▸ **DIRECTIVE 1**: In the extract, what do tests use to record snapshots around the write ordering operations?
▸ **DIRECTIVE 2**: Select every line of the entries that contains the string "wine".

Create-only writer open-time validation no longer opens an `ImageEditor` over
a full device image.
These shortcuts should shrink over time. They must not silently expand.
## Write Ordering Invariants
Mounted writes should preserve old-or-new visibility across recorded block
operations whenever the operation is intended to be atomic.
| CTZ create or overwrite | Program newly allocated CTZ blocks before the metadata commit that points at them. |
| Directory create | Initialize the child metadata pair before the parent `DIRSTRUCT` commit exposes it. |
| Split directory | Program the new tail pair while unreachable, then commit the source pair hardtail. |
| Pair compaction | Write the compacted alternate side with a higher revision; the old active side remains mountable until the compacted commit is valid. |
| Pair relocation | Program the newly relocated metadata block first, then update the parent or predecessor pointer. Root-child pair relocation also writes a pending orphan count before the parent pointer update and repairs the half-orphan thread edge before returning. |
| Bad newly allocated blocks | If an unreachable CTZ data block, streaming data block, relocated metadata half, or split tail pair reports `Error::Corrupt`, abandon that candidate, reserve it in the live allocator, allocate a replacement, rebuild CTZ skip pointers / relocation pointer updates / split tail payloads, and only then publish the metadata pointer. |
| Split-chain pressure rebalance | If a split-chain update/attr no longer fits after local compaction, write newly packed tail pairs while unreachable, then publish a compacted head that points at the rebuilt chain. |
Tests should record snapshots around these operations with
`RecordingBlockDevice` and assert every snapshot is mountable and visibly old or
new.
## Split Directory Model
The reader follows hardtail chains for root and child directories. The mounted
writer now also treats root and child split chains as ordered by lexical name
range:
- Create target selection walks the chain and picks the pair whose current
range owns the new name.
- A first split compacts visible entries into two balanced halves, writes the
new tail first, and then commits the source pair to its alternate side with a
hardtail pointer.
- If a later create targets a non-tail pair and append-plus-compaction no longer
fits, the same split compaction inserts a new pair before the old hardtail
successor. The inserted pair inherits the old tail edge, so the chain remains
ordered and reachable only after the source pair's hardtail commit lands.
- Updates, deletes, renames, attrs, and directory operations locate the pair
that contains the target entry before appending.
- If an update or attr grows a pair so much that local compaction still cannot
fit, Rust currently chooses a cost-effective whole-chain rebuild: collect the
visible records across the split chain, apply the target-pair update, pack
records into fresh tail pairs, and publish the new chain by committing the
head last. This preserves C-readable final state and crash ordering, but it
is not an exact clone of C's adjacent-pair balancing choices.

▸ **EXERCISE MATERIALS**:

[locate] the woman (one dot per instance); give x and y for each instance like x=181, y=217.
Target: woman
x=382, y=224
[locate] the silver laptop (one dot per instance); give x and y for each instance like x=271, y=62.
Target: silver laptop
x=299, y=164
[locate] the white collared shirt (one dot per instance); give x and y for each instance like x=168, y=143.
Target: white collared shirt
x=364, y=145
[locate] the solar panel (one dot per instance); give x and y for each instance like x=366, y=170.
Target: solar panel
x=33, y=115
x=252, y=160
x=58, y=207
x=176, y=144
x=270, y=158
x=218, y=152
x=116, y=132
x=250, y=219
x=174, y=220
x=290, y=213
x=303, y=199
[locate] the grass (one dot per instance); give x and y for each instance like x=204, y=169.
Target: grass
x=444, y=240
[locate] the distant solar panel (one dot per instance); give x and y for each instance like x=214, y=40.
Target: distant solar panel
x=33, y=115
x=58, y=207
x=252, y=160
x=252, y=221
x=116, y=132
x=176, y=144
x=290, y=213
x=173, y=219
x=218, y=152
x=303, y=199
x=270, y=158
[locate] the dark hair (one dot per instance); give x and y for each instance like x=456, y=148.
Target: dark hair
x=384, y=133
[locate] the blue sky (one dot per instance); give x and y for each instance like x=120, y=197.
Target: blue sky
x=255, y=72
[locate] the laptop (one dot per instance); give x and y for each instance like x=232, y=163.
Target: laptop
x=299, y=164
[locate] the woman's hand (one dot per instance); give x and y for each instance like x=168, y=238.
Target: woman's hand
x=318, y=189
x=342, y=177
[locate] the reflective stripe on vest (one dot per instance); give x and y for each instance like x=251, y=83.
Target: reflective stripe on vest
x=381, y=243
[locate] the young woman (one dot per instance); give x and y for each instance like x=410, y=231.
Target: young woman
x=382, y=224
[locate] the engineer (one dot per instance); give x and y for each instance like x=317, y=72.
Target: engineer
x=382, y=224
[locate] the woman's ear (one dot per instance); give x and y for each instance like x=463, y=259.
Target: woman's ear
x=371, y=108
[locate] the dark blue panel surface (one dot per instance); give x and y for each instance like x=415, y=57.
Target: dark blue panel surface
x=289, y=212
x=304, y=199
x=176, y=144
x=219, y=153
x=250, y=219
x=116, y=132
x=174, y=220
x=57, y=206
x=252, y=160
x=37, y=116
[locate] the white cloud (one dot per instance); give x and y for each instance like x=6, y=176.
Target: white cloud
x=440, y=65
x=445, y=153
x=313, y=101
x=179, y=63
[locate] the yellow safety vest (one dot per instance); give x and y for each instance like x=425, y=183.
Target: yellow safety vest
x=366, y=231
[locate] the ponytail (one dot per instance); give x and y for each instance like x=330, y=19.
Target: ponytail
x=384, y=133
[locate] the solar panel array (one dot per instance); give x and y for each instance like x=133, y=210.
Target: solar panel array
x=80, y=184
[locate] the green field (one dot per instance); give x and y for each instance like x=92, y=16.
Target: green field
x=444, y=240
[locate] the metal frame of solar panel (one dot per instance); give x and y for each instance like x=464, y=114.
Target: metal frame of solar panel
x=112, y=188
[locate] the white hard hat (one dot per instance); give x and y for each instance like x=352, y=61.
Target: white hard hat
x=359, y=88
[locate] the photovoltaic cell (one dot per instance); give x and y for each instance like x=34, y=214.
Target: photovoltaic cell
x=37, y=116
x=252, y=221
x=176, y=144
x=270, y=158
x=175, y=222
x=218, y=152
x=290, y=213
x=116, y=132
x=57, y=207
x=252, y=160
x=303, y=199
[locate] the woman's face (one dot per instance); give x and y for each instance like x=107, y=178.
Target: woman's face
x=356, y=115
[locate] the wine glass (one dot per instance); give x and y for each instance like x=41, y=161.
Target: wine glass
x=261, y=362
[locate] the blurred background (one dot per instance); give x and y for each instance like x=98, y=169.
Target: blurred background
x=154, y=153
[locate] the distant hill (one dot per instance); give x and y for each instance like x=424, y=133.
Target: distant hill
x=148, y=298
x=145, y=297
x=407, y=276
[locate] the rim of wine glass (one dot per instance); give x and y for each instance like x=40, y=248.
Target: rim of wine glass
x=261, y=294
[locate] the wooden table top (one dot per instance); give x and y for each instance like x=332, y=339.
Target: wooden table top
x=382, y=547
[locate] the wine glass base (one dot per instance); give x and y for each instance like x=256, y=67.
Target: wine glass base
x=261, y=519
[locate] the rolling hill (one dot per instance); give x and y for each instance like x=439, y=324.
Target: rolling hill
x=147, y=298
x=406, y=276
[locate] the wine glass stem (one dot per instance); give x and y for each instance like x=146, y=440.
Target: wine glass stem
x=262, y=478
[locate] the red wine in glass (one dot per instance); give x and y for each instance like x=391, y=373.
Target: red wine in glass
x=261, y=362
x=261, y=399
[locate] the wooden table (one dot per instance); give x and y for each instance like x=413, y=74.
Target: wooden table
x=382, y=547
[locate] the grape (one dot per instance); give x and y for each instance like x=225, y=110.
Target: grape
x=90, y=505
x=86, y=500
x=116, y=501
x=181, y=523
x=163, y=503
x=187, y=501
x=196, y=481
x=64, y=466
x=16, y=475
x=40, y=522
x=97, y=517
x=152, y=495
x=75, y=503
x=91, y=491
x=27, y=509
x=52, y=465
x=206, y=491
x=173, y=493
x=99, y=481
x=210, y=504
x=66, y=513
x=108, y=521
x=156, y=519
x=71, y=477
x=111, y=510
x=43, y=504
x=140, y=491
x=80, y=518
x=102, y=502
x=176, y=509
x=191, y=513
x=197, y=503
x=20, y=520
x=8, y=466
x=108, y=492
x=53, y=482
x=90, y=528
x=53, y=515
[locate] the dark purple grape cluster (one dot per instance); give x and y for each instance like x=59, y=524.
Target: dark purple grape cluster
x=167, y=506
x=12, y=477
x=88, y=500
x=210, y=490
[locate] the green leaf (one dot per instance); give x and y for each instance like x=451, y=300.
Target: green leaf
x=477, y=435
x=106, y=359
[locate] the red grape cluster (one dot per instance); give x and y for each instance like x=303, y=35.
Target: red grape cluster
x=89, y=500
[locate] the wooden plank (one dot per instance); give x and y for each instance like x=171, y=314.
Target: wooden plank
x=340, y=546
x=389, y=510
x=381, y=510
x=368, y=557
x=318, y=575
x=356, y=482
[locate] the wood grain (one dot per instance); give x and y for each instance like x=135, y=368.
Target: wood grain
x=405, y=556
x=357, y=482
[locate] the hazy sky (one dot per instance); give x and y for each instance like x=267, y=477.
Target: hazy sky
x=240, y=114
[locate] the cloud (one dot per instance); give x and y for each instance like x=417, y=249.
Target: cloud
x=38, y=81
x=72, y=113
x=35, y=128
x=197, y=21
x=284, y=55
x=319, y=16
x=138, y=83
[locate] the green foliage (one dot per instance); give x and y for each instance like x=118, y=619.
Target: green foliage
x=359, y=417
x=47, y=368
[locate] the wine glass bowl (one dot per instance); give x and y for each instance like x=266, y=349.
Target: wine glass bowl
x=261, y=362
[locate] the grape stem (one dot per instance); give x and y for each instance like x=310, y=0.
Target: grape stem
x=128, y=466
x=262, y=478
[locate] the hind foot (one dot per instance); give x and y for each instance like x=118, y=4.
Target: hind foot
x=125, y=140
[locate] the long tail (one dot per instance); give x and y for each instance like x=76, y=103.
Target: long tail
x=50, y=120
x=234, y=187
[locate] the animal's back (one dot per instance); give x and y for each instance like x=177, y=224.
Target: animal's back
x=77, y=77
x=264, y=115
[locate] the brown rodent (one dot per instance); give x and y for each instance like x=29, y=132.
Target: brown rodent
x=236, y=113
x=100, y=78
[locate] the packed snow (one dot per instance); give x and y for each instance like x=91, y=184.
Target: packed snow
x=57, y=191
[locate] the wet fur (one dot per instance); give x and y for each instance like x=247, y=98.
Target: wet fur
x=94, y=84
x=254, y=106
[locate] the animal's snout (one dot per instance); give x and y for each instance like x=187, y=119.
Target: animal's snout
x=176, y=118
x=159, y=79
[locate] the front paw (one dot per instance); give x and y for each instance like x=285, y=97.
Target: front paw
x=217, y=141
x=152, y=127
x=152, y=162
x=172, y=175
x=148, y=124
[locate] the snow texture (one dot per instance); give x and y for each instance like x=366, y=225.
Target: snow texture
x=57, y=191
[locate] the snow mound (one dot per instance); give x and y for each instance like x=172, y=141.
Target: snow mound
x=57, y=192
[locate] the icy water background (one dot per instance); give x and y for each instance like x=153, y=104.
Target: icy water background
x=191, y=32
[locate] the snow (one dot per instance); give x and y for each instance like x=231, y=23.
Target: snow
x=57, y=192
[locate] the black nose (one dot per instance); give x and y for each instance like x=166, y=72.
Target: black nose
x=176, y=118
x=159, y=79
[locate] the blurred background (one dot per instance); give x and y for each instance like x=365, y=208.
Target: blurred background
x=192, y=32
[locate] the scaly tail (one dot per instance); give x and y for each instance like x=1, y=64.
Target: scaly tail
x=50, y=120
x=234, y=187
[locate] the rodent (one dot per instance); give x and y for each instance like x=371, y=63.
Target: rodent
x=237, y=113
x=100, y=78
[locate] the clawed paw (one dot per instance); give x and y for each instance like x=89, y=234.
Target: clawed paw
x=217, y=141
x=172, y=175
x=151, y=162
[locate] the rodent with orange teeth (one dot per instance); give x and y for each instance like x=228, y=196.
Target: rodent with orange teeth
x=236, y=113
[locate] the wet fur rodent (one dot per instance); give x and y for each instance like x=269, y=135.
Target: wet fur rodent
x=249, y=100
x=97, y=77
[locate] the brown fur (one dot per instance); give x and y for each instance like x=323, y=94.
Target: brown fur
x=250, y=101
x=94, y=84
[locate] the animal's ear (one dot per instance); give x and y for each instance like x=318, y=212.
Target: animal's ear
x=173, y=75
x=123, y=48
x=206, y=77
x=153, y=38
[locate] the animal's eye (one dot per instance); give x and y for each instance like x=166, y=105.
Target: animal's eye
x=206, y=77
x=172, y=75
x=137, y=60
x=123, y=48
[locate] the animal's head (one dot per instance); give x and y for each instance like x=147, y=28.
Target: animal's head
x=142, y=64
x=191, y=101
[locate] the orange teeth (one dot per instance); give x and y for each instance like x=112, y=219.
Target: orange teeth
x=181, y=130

▸ **WRITTEN RESPONSE 1**: `RecordingBlockDevice`

▸ **WRITTEN RESPONSE 2**:
[locate] the wine glass (one dot per instance); give x and y for each instance like x=41, y=161.
Target: wine glass
[locate] the rim of wine glass (one dot per instance); give x and y for each instance like x=40, y=248.
Target: rim of wine glass
[locate] the wine glass base (one dot per instance); give x and y for each instance like x=256, y=67.
Target: wine glass base
[locate] the wine glass stem (one dot per instance); give x and y for each instance like x=146, y=440.
Target: wine glass stem
[locate] the red wine in glass (one dot per instance); give x and y for each instance like x=391, y=373.
Target: red wine in glass
[locate] the wine glass bowl (one dot per instance); give x and y for each instance like x=266, y=349.
Target: wine glass bowl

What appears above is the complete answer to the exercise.